• [Records for the task]:
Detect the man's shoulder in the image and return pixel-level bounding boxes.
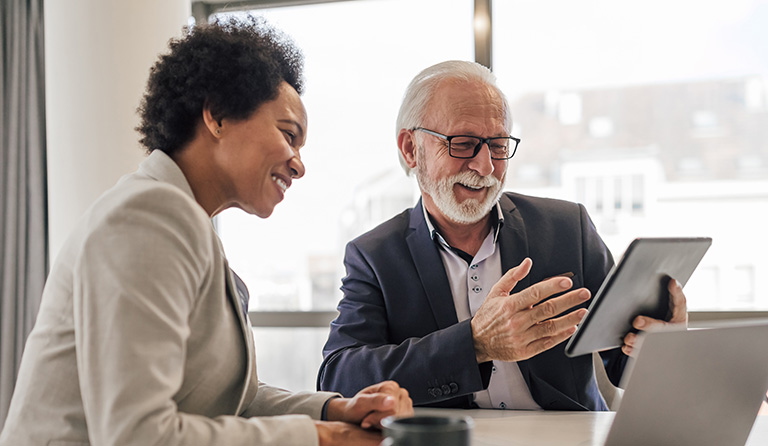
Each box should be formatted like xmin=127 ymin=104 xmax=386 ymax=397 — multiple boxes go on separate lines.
xmin=499 ymin=192 xmax=579 ymax=214
xmin=350 ymin=206 xmax=420 ymax=246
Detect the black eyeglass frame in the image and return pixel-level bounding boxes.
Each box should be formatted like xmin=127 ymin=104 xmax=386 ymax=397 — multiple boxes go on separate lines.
xmin=411 ymin=127 xmax=520 ymax=160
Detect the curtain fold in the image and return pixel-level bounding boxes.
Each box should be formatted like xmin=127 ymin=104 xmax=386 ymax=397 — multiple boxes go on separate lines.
xmin=0 ymin=0 xmax=48 ymax=429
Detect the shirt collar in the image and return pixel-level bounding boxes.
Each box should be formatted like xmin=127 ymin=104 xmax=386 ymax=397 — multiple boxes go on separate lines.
xmin=421 ymin=200 xmax=504 ymax=246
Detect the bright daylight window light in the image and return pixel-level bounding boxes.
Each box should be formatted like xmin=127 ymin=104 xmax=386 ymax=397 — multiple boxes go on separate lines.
xmin=493 ymin=0 xmax=768 ymax=310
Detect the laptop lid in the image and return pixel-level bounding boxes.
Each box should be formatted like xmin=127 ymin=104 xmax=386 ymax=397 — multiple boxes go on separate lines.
xmin=605 ymin=320 xmax=768 ymax=446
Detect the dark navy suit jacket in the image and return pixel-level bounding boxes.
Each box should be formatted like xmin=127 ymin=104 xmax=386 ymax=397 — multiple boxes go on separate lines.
xmin=318 ymin=193 xmax=627 ymax=410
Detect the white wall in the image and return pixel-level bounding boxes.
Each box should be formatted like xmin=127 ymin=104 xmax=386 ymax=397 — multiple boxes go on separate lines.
xmin=45 ymin=0 xmax=191 ymax=260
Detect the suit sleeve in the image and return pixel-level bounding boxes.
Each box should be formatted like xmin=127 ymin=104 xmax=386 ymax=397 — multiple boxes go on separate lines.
xmin=318 ymin=242 xmax=491 ymax=405
xmin=73 ymin=189 xmax=321 ymax=446
xmin=579 ymin=204 xmax=629 ymax=386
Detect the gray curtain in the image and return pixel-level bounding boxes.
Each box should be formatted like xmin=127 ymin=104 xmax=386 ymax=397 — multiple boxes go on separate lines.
xmin=0 ymin=0 xmax=48 ymax=429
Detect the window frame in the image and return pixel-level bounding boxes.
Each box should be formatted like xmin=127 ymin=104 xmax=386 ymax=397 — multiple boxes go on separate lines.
xmin=191 ymin=0 xmax=768 ymax=328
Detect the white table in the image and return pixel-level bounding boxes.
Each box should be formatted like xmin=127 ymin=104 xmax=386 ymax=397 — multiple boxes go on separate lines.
xmin=416 ymin=408 xmax=768 ymax=446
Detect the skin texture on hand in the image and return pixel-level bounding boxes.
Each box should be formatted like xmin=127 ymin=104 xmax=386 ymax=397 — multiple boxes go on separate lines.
xmin=471 ymin=258 xmax=590 ymax=363
xmin=315 ymin=381 xmax=413 ymax=446
xmin=315 ymin=421 xmax=382 ymax=446
xmin=621 ymin=279 xmax=688 ymax=356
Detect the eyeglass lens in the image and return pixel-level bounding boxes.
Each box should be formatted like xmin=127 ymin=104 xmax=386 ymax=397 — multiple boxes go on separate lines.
xmin=450 ymin=136 xmax=512 ymax=159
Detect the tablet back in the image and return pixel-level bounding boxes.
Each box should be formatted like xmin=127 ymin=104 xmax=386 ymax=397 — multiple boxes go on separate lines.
xmin=565 ymin=237 xmax=712 ymax=357
xmin=605 ymin=320 xmax=768 ymax=446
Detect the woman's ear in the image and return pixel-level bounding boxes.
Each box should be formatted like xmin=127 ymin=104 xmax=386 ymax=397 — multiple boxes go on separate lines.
xmin=203 ymin=105 xmax=221 ymax=139
xmin=397 ymin=129 xmax=418 ymax=169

• [The task]: From start to finish, output the listing exactly, but omit its pictures.

• [Answer to this exercise]:
Detect the man's shoulder in the image and return pixel-level bounding boxes.
Each box should be formatted like xmin=127 ymin=104 xmax=386 ymax=397 — multiple boxes go on separate lines.
xmin=499 ymin=192 xmax=579 ymax=214
xmin=350 ymin=206 xmax=420 ymax=246
Detect the black eyeglass frame in the image and return pixel-level bounding boxes.
Each box should be formatted like xmin=127 ymin=104 xmax=386 ymax=397 — multiple boxes go on separate lines.
xmin=411 ymin=127 xmax=520 ymax=160
Detect the curtain fold in the image and return pixel-level bounding boxes.
Each box should be formatted like xmin=127 ymin=104 xmax=386 ymax=397 — multiple boxes go on separate lines.
xmin=0 ymin=0 xmax=48 ymax=429
Detect the shirt collar in the image and return pixel-level bounding boxes.
Each box should be formatted like xmin=127 ymin=104 xmax=386 ymax=397 — multiple boxes go on separate lines.
xmin=421 ymin=200 xmax=504 ymax=246
Detect the bright daylight window light in the image and return pixel-level bounding boxes.
Each box should be formatted like xmin=127 ymin=104 xmax=386 ymax=397 — multiple boxes go on separate lines.
xmin=493 ymin=0 xmax=768 ymax=310
Detect the laptop lid in the image and return pixel-level bounding boxes.
Each box should be formatted like xmin=127 ymin=104 xmax=386 ymax=397 — multiple boxes go on separate lines.
xmin=605 ymin=320 xmax=768 ymax=446
Detect the dark navy suit jacket in the image and return pixel-level bounding boxes.
Each box should be formatted like xmin=127 ymin=104 xmax=386 ymax=397 — multiple boxes go on separate lines.
xmin=318 ymin=193 xmax=627 ymax=410
Detect the white wall in the image and return pixel-level bounding boxes.
Each box should be formatted like xmin=127 ymin=104 xmax=386 ymax=397 — multiple boxes go on separate lines.
xmin=45 ymin=0 xmax=191 ymax=260
Detect the suit sleeve in the image and return pixel-level bounding boxes.
Each box should be formatted like xmin=127 ymin=104 xmax=386 ymax=397 — multiple boxes go on separate lines.
xmin=318 ymin=242 xmax=491 ymax=405
xmin=73 ymin=189 xmax=321 ymax=446
xmin=579 ymin=204 xmax=629 ymax=386
Detect the gray curtain in the image and return pixel-level bounding boxes.
Each box should be formatted like xmin=127 ymin=104 xmax=386 ymax=397 — multiple boxes go on separate lines.
xmin=0 ymin=0 xmax=48 ymax=429
Detect the window frame in the image and return pixel-level bounding boxes.
Each box should be formatted like xmin=127 ymin=104 xmax=386 ymax=397 — multiple boxes go on separate lines.
xmin=191 ymin=0 xmax=768 ymax=328
Detect the white table in the image and return pixel-level bounding boxes.
Each box should be formatted like xmin=127 ymin=104 xmax=386 ymax=397 — multiple boxes go on separate lines.
xmin=416 ymin=408 xmax=768 ymax=446
Detect the skin texture on hand in the image and return pixel-level bounding boxes.
Each box should be formatted like xmin=127 ymin=104 xmax=386 ymax=397 — multiple boxes go on separate lines.
xmin=471 ymin=258 xmax=590 ymax=363
xmin=315 ymin=381 xmax=413 ymax=446
xmin=315 ymin=421 xmax=382 ymax=446
xmin=621 ymin=279 xmax=688 ymax=356
Detect the eyeglass lens in the image and return pixel-level bounding boxes.
Each box should be formatted like xmin=127 ymin=104 xmax=386 ymax=397 — multiple boxes go on separate lines.
xmin=450 ymin=136 xmax=512 ymax=159
Detect the tablet back in the image and return pixel-level bounding boxes.
Each box should be formatted like xmin=127 ymin=104 xmax=386 ymax=397 — multiple boxes go on separate lines.
xmin=565 ymin=237 xmax=712 ymax=357
xmin=605 ymin=320 xmax=768 ymax=446
Detect the woman's ear in the image and return pixel-level bounding boxes.
Each box should be formatted like xmin=127 ymin=104 xmax=386 ymax=397 — multiple boxes go on separate lines.
xmin=203 ymin=105 xmax=221 ymax=139
xmin=397 ymin=129 xmax=418 ymax=169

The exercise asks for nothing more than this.